Your task is to print all of the material verbatim.

......

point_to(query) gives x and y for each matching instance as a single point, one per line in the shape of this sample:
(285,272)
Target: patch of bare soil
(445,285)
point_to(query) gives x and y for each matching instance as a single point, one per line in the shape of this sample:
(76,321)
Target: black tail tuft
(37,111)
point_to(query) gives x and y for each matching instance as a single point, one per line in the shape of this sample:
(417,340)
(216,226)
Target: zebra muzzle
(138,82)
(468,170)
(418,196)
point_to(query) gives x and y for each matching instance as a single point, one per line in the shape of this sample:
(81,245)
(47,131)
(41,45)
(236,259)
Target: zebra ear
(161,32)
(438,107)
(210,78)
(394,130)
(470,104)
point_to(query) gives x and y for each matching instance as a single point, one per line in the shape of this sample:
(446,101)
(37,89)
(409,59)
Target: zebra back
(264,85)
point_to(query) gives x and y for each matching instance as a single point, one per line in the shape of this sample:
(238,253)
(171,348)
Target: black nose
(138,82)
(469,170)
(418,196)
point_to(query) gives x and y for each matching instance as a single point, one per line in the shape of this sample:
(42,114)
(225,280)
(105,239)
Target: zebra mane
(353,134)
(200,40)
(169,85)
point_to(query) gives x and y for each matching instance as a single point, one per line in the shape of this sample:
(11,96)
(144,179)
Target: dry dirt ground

......

▶ WORKED SOLUTION
point_to(query) gives x and y for each matching instance as a single point, one per line in the shape of this sample:
(285,272)
Target: patch of bare soil
(445,285)
point_to(query) gives x and y for each matching instance as a single point, one per line in the shape of this sample:
(76,321)
Target: black tail tuft
(37,111)
point_to(query) gives x and y for each matching instance as a single point, one per line in the shape of this sample:
(417,340)
(216,226)
Target: zebra muzzle
(138,82)
(468,170)
(418,196)
point_to(query) gives x and y for each matching instance as a single point, one per line in the shape of this sample:
(81,245)
(47,131)
(41,45)
(236,259)
Target: zebra ear
(161,32)
(438,107)
(210,78)
(394,130)
(470,104)
point_to(query) gives x and y for each matching instance as a single point, one per line in the shape of this sample:
(446,101)
(37,89)
(409,59)
Target: zebra back
(264,85)
point_to(query) gives x and y for each matching instance as a single point, one per line in the shape of this sample:
(238,253)
(171,348)
Target: black nose
(138,82)
(469,170)
(418,196)
point_to(query) gives x and y for each matching instance as a single point, one per line in the shape of this sample:
(42,114)
(225,280)
(105,239)
Target: zebra mane
(353,134)
(200,40)
(169,85)
point_to(query) gives x and y for each matching instance as a single point, one per line in the shape of this sample:
(11,96)
(144,179)
Target: dry dirt ground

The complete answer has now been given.